** PROBLEM TO SOLVE **
Exclude images, then output the remaining data verbatim.

++++

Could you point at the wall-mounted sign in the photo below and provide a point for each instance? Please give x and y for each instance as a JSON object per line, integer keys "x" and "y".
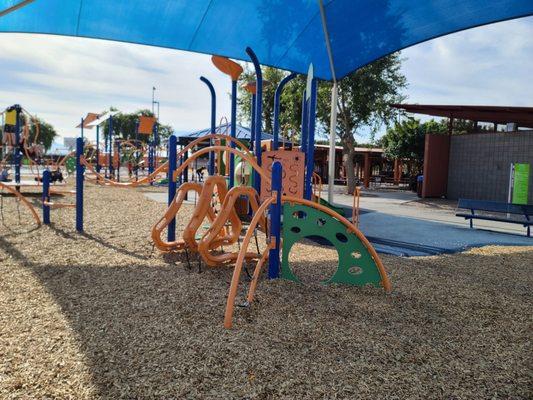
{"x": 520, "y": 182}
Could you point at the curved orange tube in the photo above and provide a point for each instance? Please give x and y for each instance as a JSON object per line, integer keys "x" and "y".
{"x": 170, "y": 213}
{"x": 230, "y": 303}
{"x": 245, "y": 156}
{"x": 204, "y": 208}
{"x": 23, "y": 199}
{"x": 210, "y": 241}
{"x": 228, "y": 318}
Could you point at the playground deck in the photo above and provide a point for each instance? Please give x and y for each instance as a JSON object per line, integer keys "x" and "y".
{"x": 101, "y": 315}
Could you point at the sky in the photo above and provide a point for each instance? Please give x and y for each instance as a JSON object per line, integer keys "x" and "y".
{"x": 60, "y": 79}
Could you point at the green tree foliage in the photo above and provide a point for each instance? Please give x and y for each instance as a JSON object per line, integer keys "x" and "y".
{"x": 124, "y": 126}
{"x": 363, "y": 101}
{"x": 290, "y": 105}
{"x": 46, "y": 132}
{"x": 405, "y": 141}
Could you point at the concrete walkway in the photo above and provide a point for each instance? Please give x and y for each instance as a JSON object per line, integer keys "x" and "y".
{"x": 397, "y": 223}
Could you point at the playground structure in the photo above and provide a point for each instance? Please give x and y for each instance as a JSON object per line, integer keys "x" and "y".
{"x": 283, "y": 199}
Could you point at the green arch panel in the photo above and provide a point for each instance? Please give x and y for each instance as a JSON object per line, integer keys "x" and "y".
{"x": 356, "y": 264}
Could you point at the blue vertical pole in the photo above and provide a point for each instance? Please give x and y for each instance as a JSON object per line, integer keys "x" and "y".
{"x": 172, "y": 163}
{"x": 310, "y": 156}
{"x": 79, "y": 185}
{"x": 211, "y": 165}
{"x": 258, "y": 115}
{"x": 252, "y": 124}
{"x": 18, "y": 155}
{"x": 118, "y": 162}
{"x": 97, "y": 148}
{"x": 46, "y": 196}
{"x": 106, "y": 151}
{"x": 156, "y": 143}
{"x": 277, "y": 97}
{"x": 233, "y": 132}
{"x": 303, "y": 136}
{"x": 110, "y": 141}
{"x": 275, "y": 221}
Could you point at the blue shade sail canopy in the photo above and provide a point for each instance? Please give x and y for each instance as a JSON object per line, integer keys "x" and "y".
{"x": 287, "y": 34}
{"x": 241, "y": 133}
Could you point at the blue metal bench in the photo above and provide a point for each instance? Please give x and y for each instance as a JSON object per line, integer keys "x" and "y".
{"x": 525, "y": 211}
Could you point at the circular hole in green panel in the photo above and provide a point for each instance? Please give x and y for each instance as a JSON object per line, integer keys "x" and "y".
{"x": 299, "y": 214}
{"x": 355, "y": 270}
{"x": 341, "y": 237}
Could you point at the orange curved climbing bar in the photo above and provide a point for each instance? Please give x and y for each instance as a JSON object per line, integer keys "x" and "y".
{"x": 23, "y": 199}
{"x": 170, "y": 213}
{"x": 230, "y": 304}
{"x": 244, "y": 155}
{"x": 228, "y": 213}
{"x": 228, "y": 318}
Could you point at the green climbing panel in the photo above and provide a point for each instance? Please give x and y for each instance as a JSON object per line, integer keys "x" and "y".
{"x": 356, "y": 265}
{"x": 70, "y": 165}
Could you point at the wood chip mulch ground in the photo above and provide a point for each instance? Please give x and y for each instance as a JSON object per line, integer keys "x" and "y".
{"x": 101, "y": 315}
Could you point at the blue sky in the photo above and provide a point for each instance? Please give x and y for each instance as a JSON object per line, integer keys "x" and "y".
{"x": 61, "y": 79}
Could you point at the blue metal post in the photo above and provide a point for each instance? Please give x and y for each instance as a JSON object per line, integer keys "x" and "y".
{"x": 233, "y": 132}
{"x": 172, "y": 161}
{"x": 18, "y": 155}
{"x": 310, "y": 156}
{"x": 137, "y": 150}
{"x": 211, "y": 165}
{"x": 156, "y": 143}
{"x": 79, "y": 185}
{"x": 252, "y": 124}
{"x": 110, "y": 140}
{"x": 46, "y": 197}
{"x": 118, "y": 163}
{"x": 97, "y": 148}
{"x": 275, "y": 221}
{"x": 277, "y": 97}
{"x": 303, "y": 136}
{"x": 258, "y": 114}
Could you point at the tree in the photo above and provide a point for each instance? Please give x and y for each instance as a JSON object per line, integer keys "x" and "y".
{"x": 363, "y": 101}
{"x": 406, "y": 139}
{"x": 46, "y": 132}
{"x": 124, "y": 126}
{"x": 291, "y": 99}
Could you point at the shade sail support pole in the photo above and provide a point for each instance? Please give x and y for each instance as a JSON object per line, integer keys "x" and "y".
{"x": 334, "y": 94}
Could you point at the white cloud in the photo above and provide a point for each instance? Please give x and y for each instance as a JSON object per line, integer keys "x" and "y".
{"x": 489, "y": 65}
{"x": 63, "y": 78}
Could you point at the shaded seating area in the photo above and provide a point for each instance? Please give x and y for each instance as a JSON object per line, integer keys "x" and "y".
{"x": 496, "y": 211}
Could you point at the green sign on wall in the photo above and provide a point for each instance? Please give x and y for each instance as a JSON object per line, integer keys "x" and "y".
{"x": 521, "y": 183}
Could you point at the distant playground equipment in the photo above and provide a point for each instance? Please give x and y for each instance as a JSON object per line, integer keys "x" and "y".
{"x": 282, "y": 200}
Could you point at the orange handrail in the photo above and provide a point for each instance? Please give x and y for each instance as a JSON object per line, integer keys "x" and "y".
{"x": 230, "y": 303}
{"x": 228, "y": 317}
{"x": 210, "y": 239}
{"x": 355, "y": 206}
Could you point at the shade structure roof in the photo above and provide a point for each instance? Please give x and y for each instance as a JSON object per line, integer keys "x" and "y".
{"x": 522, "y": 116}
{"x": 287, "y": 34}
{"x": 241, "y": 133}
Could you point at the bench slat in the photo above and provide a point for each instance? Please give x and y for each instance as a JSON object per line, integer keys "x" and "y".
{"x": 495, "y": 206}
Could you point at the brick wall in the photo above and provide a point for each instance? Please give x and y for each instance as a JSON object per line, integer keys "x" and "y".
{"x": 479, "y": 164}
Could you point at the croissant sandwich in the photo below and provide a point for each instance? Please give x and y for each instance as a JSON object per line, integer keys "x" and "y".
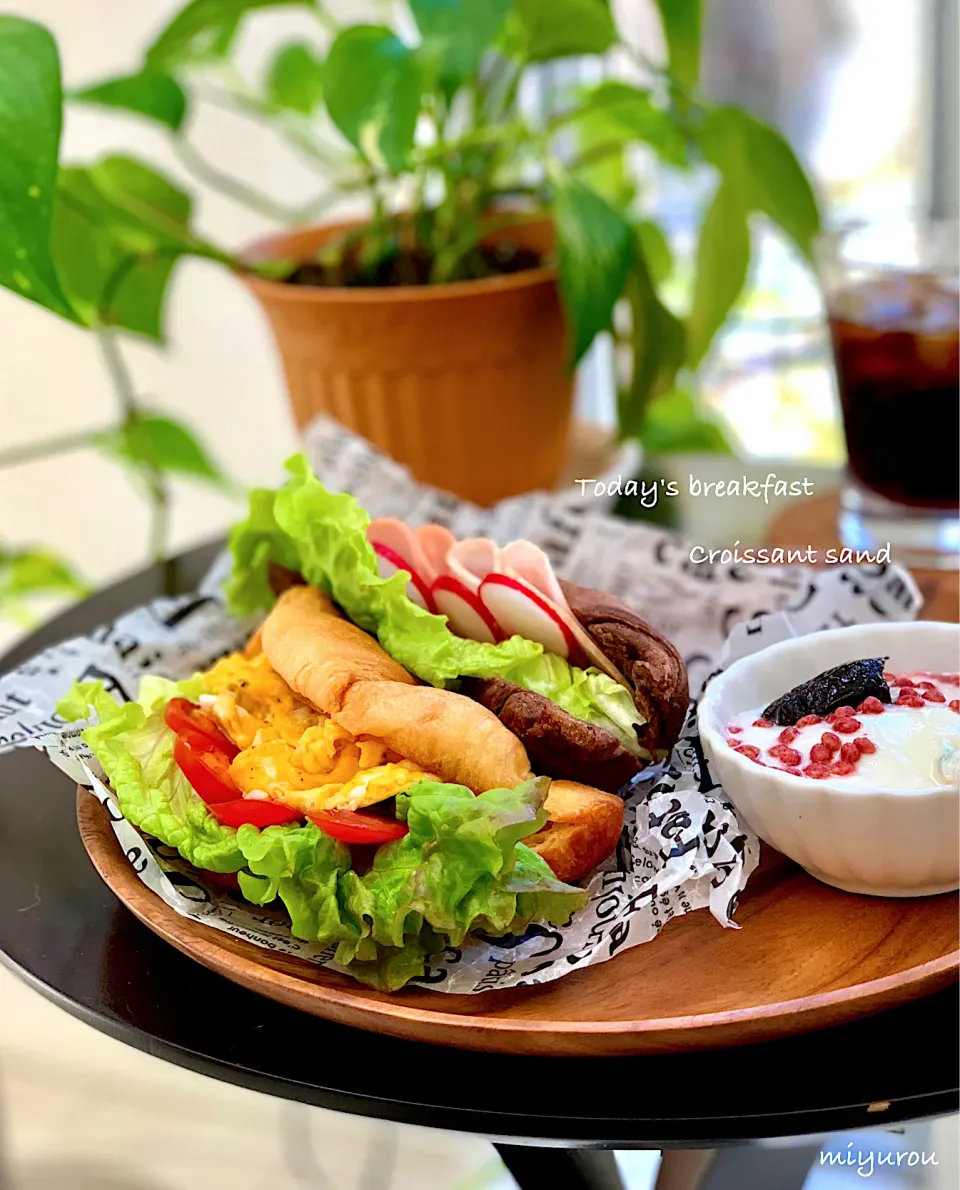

++++

** ANSWER SECTION **
Could you point at the wall-mounted sign in the photo below and provide a point for each instance? Please give x and y for each instance as a JSON object per line, integer keys "x" and "y".
{"x": 520, "y": 182}
Could you point at the curved orange tube in the photo above and provide a point for each instance? Please give x and y for each instance as a JSON object per line, integer keys "x" and "y".
{"x": 170, "y": 213}
{"x": 230, "y": 303}
{"x": 245, "y": 156}
{"x": 204, "y": 208}
{"x": 23, "y": 199}
{"x": 210, "y": 241}
{"x": 228, "y": 318}
Could you point at the playground deck in the photo above and provide a point for each instance? Please give x and y for each instance as a JSON object per line, integer keys "x" and "y".
{"x": 101, "y": 315}
Could you point at the sky in the photo above and provide a point for each instance? Please give x and y for each instance as a JSON object per line, integer keys "x" and "y".
{"x": 60, "y": 79}
Could you point at the green tree foliage in the photo above and provide a point for each instance? Please give x and y for each instance as a JSON object per line, integer keys "x" and "y".
{"x": 124, "y": 126}
{"x": 363, "y": 101}
{"x": 290, "y": 105}
{"x": 46, "y": 132}
{"x": 405, "y": 141}
Could you point at the concrete walkway in the photo above and provide a point for each instance? Please give x and y for each instance as a JSON object per line, integer keys "x" and "y".
{"x": 397, "y": 223}
Could you point at the playground structure in the photo above and provide a point for each instance? Please give x and y for each instance as a JSON object per line, integer keys "x" and "y".
{"x": 283, "y": 199}
Could you point at the green arch panel in the photo above and provide a point for each instance? Please give x and y for each instance as a JSON object per line, integer keys "x" and "y".
{"x": 356, "y": 264}
Could you point at the blue vertical pole in the photo above and provide a point for each instance? Please give x and y for each instance as a JSON object per line, integer keys "x" and "y".
{"x": 172, "y": 163}
{"x": 310, "y": 156}
{"x": 79, "y": 185}
{"x": 211, "y": 165}
{"x": 258, "y": 115}
{"x": 252, "y": 124}
{"x": 18, "y": 155}
{"x": 118, "y": 162}
{"x": 97, "y": 148}
{"x": 46, "y": 196}
{"x": 106, "y": 151}
{"x": 156, "y": 143}
{"x": 277, "y": 97}
{"x": 233, "y": 132}
{"x": 303, "y": 136}
{"x": 110, "y": 141}
{"x": 275, "y": 221}
Could you point at the blue shade sail canopy in the photo above and provide a point for each instance? Please give x and y for each instance as a JSON object per line, integer keys "x" and "y".
{"x": 287, "y": 34}
{"x": 241, "y": 133}
Could you point at the blue metal bench in the photo above and provide a point for each instance? Please give x and y for each instance as a JSON object per line, integer keys "x" and "y".
{"x": 525, "y": 211}
Could you point at the circular hole in green panel in the photo above and provide a point for each instance? Please give x and y for each instance as a JSON object per line, integer keys "x" and "y".
{"x": 299, "y": 214}
{"x": 355, "y": 270}
{"x": 341, "y": 237}
Could you point at the orange curved climbing bar in the photo above and provide a point for each instance? Please give x and y for each instance as a JSON object per line, integer keys "x" and "y".
{"x": 23, "y": 199}
{"x": 170, "y": 213}
{"x": 230, "y": 304}
{"x": 244, "y": 155}
{"x": 228, "y": 213}
{"x": 228, "y": 318}
Could you point at the green climbing panel in the photo above and provide a point for each instance? Please give x and y for each instance as a JSON object per line, integer keys "x" and "y".
{"x": 356, "y": 265}
{"x": 70, "y": 165}
Could you point at the wood chip mulch ground in the photo above and provide a point for each instance? Please give x and y for each instance as a JSON object per line, integer keys "x" and "y".
{"x": 101, "y": 315}
Could you point at the blue sky in the photo above and provide a point for each instance? Please give x and y for each instance as a JSON object per line, integer keys "x" and "y".
{"x": 61, "y": 79}
Could you point at the blue metal post in the photo above and provide a point for each instance? Please give x and y for each instance as a JSON object per line, integer keys "x" and "y".
{"x": 233, "y": 132}
{"x": 172, "y": 161}
{"x": 18, "y": 155}
{"x": 310, "y": 156}
{"x": 137, "y": 150}
{"x": 211, "y": 165}
{"x": 156, "y": 143}
{"x": 79, "y": 185}
{"x": 252, "y": 124}
{"x": 110, "y": 140}
{"x": 46, "y": 197}
{"x": 118, "y": 163}
{"x": 97, "y": 148}
{"x": 275, "y": 221}
{"x": 277, "y": 97}
{"x": 303, "y": 136}
{"x": 258, "y": 114}
Could you point at the tree in the photo above and provide a point for each instance? Please give x and y for each instance as a JSON object per line, integer keys "x" and "y".
{"x": 363, "y": 101}
{"x": 406, "y": 139}
{"x": 46, "y": 132}
{"x": 124, "y": 126}
{"x": 291, "y": 99}
Could you point at the shade sail support pole in the photo above and provide a point for each instance? Please give x and y for each instance as a JSON object per line, integer keys "x" and "y".
{"x": 334, "y": 94}
Could you point at the white cloud in the photo above and provide a point for each instance? Please give x and y for each instance as a JSON object per line, integer keys "x" and "y".
{"x": 489, "y": 65}
{"x": 63, "y": 78}
Could you point at the shaded seating area in the photo above and provide a point for each instance? Please give x and y for each instance as a JSON object per line, integer keys "x" and "y".
{"x": 496, "y": 211}
Could you point at the green sign on wall in the photo above and provide a point for each instance? Please give x and y for each instance as a JSON object per line, integer keys "x" and "y".
{"x": 521, "y": 183}
Could you point at the distant playground equipment in the photo above and provide a point for each instance? Please give x and y for each instance as a JSON object per line, integer keys "x" and "y".
{"x": 282, "y": 200}
Could you point at the orange handrail in the photo above and provide a point for each instance? Please give x and y for each instance as a JSON object per line, integer keys "x" and "y".
{"x": 230, "y": 303}
{"x": 228, "y": 317}
{"x": 210, "y": 239}
{"x": 355, "y": 206}
Could you point at the shade structure roof in the photo above and provide a point for each instance? Please give x and y for each instance as a JSON object per line, integer keys "x" and "y".
{"x": 522, "y": 116}
{"x": 287, "y": 34}
{"x": 241, "y": 133}
Could you point at the bench slat in the photo above and provide a point for each instance? Please give x and y for each instance as a JSON object per line, integer keys "x" and "y".
{"x": 495, "y": 206}
Could you point at the brick wall in the photo above and provide a point for each instance? Please give x and y for each instance as a JSON object per line, integer keys "x" and "y".
{"x": 479, "y": 164}
Could you point at the croissant sandwich in the photo below and provide a point for each instance? Please give x and y for each instance as a JSON object per line, integer keys "x" and "y".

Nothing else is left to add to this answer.